WORK INSTRUCTIONS: Exact copies of all entries are expected.

SOURCE INFORMATION:

════════════════════

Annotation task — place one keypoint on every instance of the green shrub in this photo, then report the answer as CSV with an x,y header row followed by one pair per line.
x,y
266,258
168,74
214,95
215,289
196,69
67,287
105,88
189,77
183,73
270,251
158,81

════════════════════

TASK SOLUTION:
Annotation task — place one keypoint on every instance of the green shrub in this photo, then report the answer as CSV with an x,y header row followed by one pair per line.
x,y
266,258
168,74
214,95
215,289
196,69
67,287
105,88
189,77
183,73
270,251
158,81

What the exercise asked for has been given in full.